======== PROVIDED DATA ========

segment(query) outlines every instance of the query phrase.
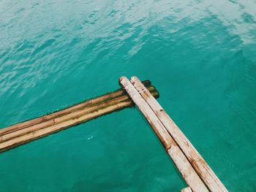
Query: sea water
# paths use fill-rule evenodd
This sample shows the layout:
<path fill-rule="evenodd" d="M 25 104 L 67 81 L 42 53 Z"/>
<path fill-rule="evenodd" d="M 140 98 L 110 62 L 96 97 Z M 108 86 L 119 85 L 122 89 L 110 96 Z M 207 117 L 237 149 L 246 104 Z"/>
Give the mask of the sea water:
<path fill-rule="evenodd" d="M 0 1 L 0 128 L 152 81 L 230 191 L 256 191 L 255 1 Z M 136 108 L 0 154 L 0 191 L 179 191 Z"/>

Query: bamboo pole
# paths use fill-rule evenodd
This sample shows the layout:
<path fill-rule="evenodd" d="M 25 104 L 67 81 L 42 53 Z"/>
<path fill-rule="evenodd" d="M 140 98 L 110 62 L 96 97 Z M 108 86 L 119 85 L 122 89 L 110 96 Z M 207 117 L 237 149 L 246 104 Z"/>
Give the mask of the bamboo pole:
<path fill-rule="evenodd" d="M 193 191 L 208 191 L 176 142 L 137 89 L 125 77 L 121 77 L 119 82 L 152 127 L 188 185 Z"/>
<path fill-rule="evenodd" d="M 156 89 L 154 86 L 149 86 L 148 90 L 150 92 L 155 92 L 154 94 L 157 94 Z M 117 104 L 121 101 L 124 101 L 125 100 L 130 99 L 129 97 L 127 95 L 123 95 L 121 96 L 116 97 L 113 99 L 109 99 L 104 101 L 102 102 L 97 103 L 95 104 L 91 104 L 89 106 L 86 106 L 83 108 L 80 108 L 80 110 L 76 110 L 74 111 L 70 112 L 69 113 L 67 113 L 66 115 L 64 115 L 62 116 L 58 115 L 56 118 L 50 119 L 48 120 L 43 121 L 42 123 L 39 123 L 35 125 L 30 126 L 26 128 L 23 128 L 21 129 L 17 129 L 15 131 L 12 132 L 7 132 L 4 134 L 2 134 L 0 136 L 0 143 L 10 140 L 12 138 L 15 138 L 21 135 L 24 135 L 26 134 L 28 134 L 29 132 L 35 131 L 37 130 L 45 128 L 47 126 L 50 126 L 54 124 L 57 124 L 59 123 L 63 122 L 64 120 L 71 119 L 71 118 L 75 118 L 79 116 L 81 116 L 83 115 L 85 115 L 86 113 L 91 112 L 94 110 L 97 110 L 100 108 L 106 107 L 109 105 L 113 105 L 114 104 Z"/>
<path fill-rule="evenodd" d="M 178 128 L 157 101 L 147 91 L 139 79 L 136 77 L 132 77 L 131 78 L 131 82 L 165 126 L 210 191 L 217 192 L 227 191 L 192 144 Z"/>
<path fill-rule="evenodd" d="M 148 88 L 156 98 L 159 96 L 159 93 L 154 86 L 149 86 Z M 78 110 L 58 116 L 45 122 L 8 132 L 0 137 L 1 139 L 0 152 L 132 105 L 132 101 L 125 93 L 113 99 L 105 100 L 98 104 L 80 108 Z"/>
<path fill-rule="evenodd" d="M 191 188 L 187 187 L 181 190 L 181 192 L 193 192 Z"/>
<path fill-rule="evenodd" d="M 34 132 L 31 132 L 21 137 L 15 137 L 9 141 L 0 143 L 0 152 L 6 151 L 17 146 L 37 139 L 40 137 L 58 132 L 68 127 L 73 126 L 79 123 L 88 121 L 89 120 L 96 118 L 97 117 L 102 116 L 103 115 L 110 113 L 113 111 L 123 109 L 124 107 L 130 106 L 131 104 L 132 104 L 132 101 L 131 100 L 122 101 L 121 103 L 116 104 L 114 105 L 110 105 L 105 108 L 100 109 L 99 110 L 95 110 L 91 113 L 86 114 L 78 118 L 69 119 L 60 123 L 37 130 Z"/>
<path fill-rule="evenodd" d="M 143 81 L 143 83 L 146 87 L 148 87 L 151 85 L 151 82 L 149 80 Z M 61 115 L 64 115 L 66 114 L 69 114 L 71 112 L 79 110 L 80 108 L 82 108 L 82 107 L 87 107 L 87 106 L 89 106 L 91 104 L 95 104 L 97 103 L 102 102 L 102 101 L 106 101 L 106 100 L 113 99 L 116 97 L 122 96 L 124 93 L 125 93 L 125 91 L 124 91 L 124 90 L 118 89 L 113 93 L 106 93 L 106 94 L 102 95 L 101 96 L 98 96 L 98 97 L 89 99 L 89 100 L 86 100 L 86 101 L 83 101 L 81 103 L 79 103 L 78 104 L 67 107 L 64 110 L 59 110 L 59 111 L 53 112 L 51 114 L 43 115 L 42 117 L 34 118 L 34 119 L 31 119 L 29 120 L 26 120 L 24 122 L 22 122 L 22 123 L 14 124 L 14 125 L 12 125 L 10 126 L 8 126 L 7 128 L 0 128 L 0 136 L 5 134 L 7 133 L 15 131 L 18 129 L 22 129 L 23 128 L 26 128 L 28 126 L 36 125 L 37 123 L 44 122 L 44 121 L 48 120 L 50 120 L 50 119 L 53 119 L 53 118 L 57 118 L 57 117 L 59 117 L 59 116 L 61 116 Z"/>

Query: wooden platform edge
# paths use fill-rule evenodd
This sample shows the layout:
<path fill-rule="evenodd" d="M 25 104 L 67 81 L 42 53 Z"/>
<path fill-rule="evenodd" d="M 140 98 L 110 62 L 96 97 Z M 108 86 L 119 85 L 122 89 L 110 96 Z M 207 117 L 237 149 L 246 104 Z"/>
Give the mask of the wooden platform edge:
<path fill-rule="evenodd" d="M 126 77 L 121 77 L 119 82 L 151 125 L 187 185 L 193 191 L 208 191 L 176 142 L 131 82 Z"/>
<path fill-rule="evenodd" d="M 157 98 L 159 93 L 156 88 L 151 85 L 151 82 L 146 81 L 146 85 L 148 85 L 148 91 Z M 2 130 L 0 134 L 0 152 L 8 150 L 114 111 L 134 106 L 131 99 L 122 89 L 109 94 L 111 95 L 110 97 L 105 94 L 92 99 L 93 102 L 87 100 L 62 111 L 48 115 L 49 116 L 45 115 L 29 120 L 29 123 L 23 122 L 17 124 L 20 125 L 20 127 L 14 125 L 10 126 L 10 129 L 7 128 L 7 131 Z"/>
<path fill-rule="evenodd" d="M 203 158 L 190 141 L 178 128 L 158 101 L 146 90 L 140 80 L 137 77 L 132 77 L 131 78 L 131 82 L 134 85 L 142 97 L 146 101 L 159 120 L 177 142 L 178 147 L 181 149 L 192 166 L 210 191 L 218 192 L 227 191 L 206 161 Z"/>

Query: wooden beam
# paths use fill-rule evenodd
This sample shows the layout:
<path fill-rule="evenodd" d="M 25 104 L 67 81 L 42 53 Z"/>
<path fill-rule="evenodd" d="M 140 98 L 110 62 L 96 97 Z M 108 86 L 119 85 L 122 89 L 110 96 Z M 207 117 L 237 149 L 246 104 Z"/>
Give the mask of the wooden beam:
<path fill-rule="evenodd" d="M 151 85 L 151 82 L 149 80 L 143 81 L 143 83 L 146 87 L 149 87 L 149 89 L 152 88 L 152 87 L 150 87 L 150 85 Z M 153 91 L 151 91 L 151 92 L 153 92 Z M 42 122 L 45 122 L 45 121 L 48 120 L 51 120 L 53 118 L 58 118 L 58 117 L 61 116 L 61 115 L 69 114 L 72 112 L 74 112 L 75 110 L 78 110 L 80 108 L 83 108 L 85 107 L 88 107 L 88 106 L 95 104 L 97 103 L 100 103 L 100 102 L 102 102 L 104 101 L 113 99 L 114 98 L 122 96 L 124 94 L 125 94 L 125 91 L 124 90 L 118 89 L 113 93 L 106 93 L 106 94 L 102 95 L 101 96 L 98 96 L 98 97 L 96 97 L 94 99 L 86 100 L 86 101 L 83 101 L 81 103 L 69 107 L 66 109 L 64 109 L 64 110 L 61 110 L 59 111 L 56 111 L 56 112 L 53 112 L 51 114 L 43 115 L 42 117 L 39 117 L 39 118 L 34 118 L 31 120 L 26 120 L 24 122 L 14 124 L 14 125 L 12 125 L 10 126 L 6 127 L 4 128 L 0 128 L 0 136 L 5 134 L 7 133 L 11 133 L 12 131 L 16 131 L 18 129 L 22 129 L 23 128 L 26 128 L 26 127 L 29 127 L 29 126 L 31 126 L 33 125 L 36 125 L 37 123 L 40 123 Z"/>
<path fill-rule="evenodd" d="M 0 151 L 6 151 L 17 146 L 23 145 L 31 141 L 34 141 L 42 137 L 45 137 L 47 135 L 49 135 L 50 134 L 59 132 L 59 131 L 67 128 L 68 127 L 80 124 L 81 123 L 96 118 L 103 115 L 112 112 L 113 111 L 123 109 L 124 107 L 130 106 L 131 104 L 132 104 L 132 101 L 128 100 L 127 101 L 123 101 L 112 106 L 108 106 L 105 108 L 100 109 L 99 110 L 96 110 L 93 112 L 86 114 L 77 118 L 69 119 L 60 123 L 48 126 L 45 128 L 29 133 L 18 137 L 15 137 L 12 139 L 0 143 Z"/>
<path fill-rule="evenodd" d="M 132 77 L 131 78 L 131 82 L 168 131 L 210 191 L 217 192 L 227 191 L 206 161 L 169 117 L 161 105 L 147 91 L 139 79 L 136 77 Z"/>
<path fill-rule="evenodd" d="M 119 82 L 152 127 L 188 185 L 193 191 L 208 191 L 176 142 L 133 85 L 125 77 L 121 77 Z"/>
<path fill-rule="evenodd" d="M 192 192 L 191 188 L 187 187 L 181 190 L 181 192 Z"/>
<path fill-rule="evenodd" d="M 148 82 L 146 83 L 148 85 Z M 154 96 L 158 97 L 159 93 L 154 86 L 150 85 L 148 88 Z M 1 130 L 0 151 L 10 150 L 68 127 L 131 106 L 133 106 L 133 102 L 126 91 L 118 90 L 61 111 L 13 125 Z"/>

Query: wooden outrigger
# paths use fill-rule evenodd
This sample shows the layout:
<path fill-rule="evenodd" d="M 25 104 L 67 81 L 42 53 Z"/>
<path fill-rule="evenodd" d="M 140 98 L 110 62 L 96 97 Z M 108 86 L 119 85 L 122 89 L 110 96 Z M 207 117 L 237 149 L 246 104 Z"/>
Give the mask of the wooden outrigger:
<path fill-rule="evenodd" d="M 159 96 L 150 81 L 143 83 L 156 98 Z M 132 106 L 133 101 L 126 91 L 119 89 L 67 109 L 1 128 L 0 152 Z"/>
<path fill-rule="evenodd" d="M 188 187 L 183 192 L 227 190 L 155 98 L 156 88 L 136 77 L 119 79 L 124 89 L 0 129 L 0 152 L 135 104 L 160 140 Z"/>
<path fill-rule="evenodd" d="M 203 157 L 136 77 L 119 80 L 192 191 L 227 191 Z M 185 189 L 184 189 L 185 190 Z"/>

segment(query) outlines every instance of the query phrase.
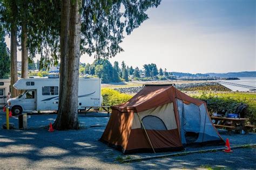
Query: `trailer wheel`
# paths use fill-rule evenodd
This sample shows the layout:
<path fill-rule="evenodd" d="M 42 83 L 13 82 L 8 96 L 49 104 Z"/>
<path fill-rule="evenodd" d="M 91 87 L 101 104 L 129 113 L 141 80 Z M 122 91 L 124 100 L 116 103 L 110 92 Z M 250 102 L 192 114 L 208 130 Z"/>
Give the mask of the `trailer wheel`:
<path fill-rule="evenodd" d="M 15 105 L 11 108 L 11 112 L 14 116 L 21 115 L 22 113 L 22 108 L 18 105 Z"/>

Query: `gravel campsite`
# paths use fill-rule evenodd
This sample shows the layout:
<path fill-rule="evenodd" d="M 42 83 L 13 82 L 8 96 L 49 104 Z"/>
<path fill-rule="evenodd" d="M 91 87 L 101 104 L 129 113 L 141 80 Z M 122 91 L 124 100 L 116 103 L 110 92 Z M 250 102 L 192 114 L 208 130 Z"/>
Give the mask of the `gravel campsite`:
<path fill-rule="evenodd" d="M 163 157 L 127 163 L 123 160 L 177 152 L 161 152 L 123 155 L 121 152 L 99 141 L 109 117 L 105 114 L 79 114 L 82 125 L 79 130 L 48 131 L 56 115 L 31 115 L 28 129 L 6 131 L 0 129 L 0 166 L 6 168 L 253 168 L 256 167 L 256 134 L 227 135 L 220 131 L 225 140 L 228 138 L 232 146 L 244 146 L 232 153 L 214 151 L 224 146 L 186 148 L 180 152 L 212 149 L 211 152 Z M 5 113 L 0 112 L 0 123 L 5 121 Z M 18 119 L 10 118 L 17 128 Z M 11 162 L 11 164 L 6 162 Z"/>

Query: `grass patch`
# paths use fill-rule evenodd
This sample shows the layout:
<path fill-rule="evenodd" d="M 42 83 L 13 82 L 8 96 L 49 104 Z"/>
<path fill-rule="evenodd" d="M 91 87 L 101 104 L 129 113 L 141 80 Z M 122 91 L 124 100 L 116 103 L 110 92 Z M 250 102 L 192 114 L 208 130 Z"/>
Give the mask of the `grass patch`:
<path fill-rule="evenodd" d="M 250 119 L 251 125 L 256 124 L 256 93 L 212 93 L 201 91 L 191 95 L 193 97 L 207 101 L 207 109 L 210 113 L 227 109 L 229 113 L 234 112 L 241 103 L 248 105 L 246 117 Z"/>
<path fill-rule="evenodd" d="M 130 156 L 127 156 L 126 157 L 124 158 L 119 155 L 117 158 L 116 158 L 116 161 L 119 162 L 120 163 L 122 163 L 124 160 L 131 160 L 132 158 Z"/>

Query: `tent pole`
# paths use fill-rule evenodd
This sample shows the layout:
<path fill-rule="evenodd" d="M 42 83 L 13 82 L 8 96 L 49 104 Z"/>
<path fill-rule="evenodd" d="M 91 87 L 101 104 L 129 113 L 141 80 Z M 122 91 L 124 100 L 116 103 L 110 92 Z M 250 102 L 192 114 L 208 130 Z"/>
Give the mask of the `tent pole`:
<path fill-rule="evenodd" d="M 138 115 L 138 117 L 139 117 L 139 119 L 140 121 L 140 123 L 142 123 L 142 126 L 143 126 L 143 129 L 144 130 L 144 131 L 146 133 L 146 135 L 147 136 L 147 139 L 149 140 L 150 144 L 151 146 L 152 149 L 153 150 L 153 151 L 154 151 L 154 153 L 156 153 L 156 152 L 154 151 L 154 147 L 153 147 L 153 145 L 152 145 L 151 141 L 150 140 L 149 135 L 147 135 L 147 131 L 146 130 L 146 129 L 145 129 L 145 126 L 144 126 L 144 125 L 143 124 L 143 123 L 142 123 L 142 119 L 140 118 L 140 116 L 139 116 L 139 114 L 138 112 L 137 113 L 137 114 Z"/>

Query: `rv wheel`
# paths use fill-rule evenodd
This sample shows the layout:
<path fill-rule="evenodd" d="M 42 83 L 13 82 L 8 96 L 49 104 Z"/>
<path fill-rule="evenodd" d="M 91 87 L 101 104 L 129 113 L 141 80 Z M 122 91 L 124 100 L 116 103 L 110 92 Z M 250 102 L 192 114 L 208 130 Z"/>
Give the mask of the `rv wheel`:
<path fill-rule="evenodd" d="M 22 108 L 19 106 L 14 106 L 11 108 L 11 112 L 14 116 L 21 115 L 22 113 Z"/>

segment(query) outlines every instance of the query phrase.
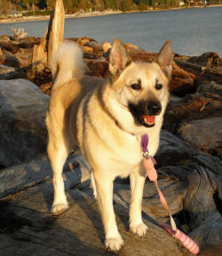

========

* _EXERCISE DESCRIPTION_:
Copy the rows verbatim, from the line with "Query: wooden outrigger" to the line with "15 105 L 11", including both of those lines. Leave out the pictures.

* _EXPECTED ANSWER_:
Query: wooden outrigger
# paths use fill-rule evenodd
This sample shows the layout:
<path fill-rule="evenodd" d="M 25 104 L 67 81 L 42 53 Z"/>
<path fill-rule="evenodd" d="M 140 98 L 110 62 L 96 97 Z M 108 86 L 119 85 L 122 89 L 110 96 Z M 207 117 L 237 149 L 246 104 Z"/>
Give the mask of the wooden outrigger:
<path fill-rule="evenodd" d="M 159 96 L 150 81 L 143 83 L 156 98 Z M 132 106 L 133 101 L 126 91 L 119 89 L 67 109 L 1 128 L 0 152 Z"/>
<path fill-rule="evenodd" d="M 188 187 L 183 192 L 227 190 L 155 98 L 156 88 L 136 77 L 119 79 L 124 89 L 0 129 L 0 152 L 135 104 L 160 140 Z"/>
<path fill-rule="evenodd" d="M 203 157 L 136 77 L 119 80 L 192 191 L 227 191 Z M 185 189 L 184 189 L 185 190 Z"/>

segment(query) outlines every instance of the query phrase.
Query: `trailer wheel`
# paths use fill-rule evenodd
This sample shows the layout:
<path fill-rule="evenodd" d="M 42 83 L 13 82 L 8 96 L 49 104 Z"/>
<path fill-rule="evenodd" d="M 91 87 L 101 104 L 129 113 L 141 80 Z M 122 91 L 124 100 L 116 103 L 110 92 Z M 250 102 L 192 114 L 208 130 Z"/>
Give the mask of the `trailer wheel`:
<path fill-rule="evenodd" d="M 15 105 L 11 108 L 11 112 L 14 116 L 21 115 L 22 113 L 22 108 L 18 105 Z"/>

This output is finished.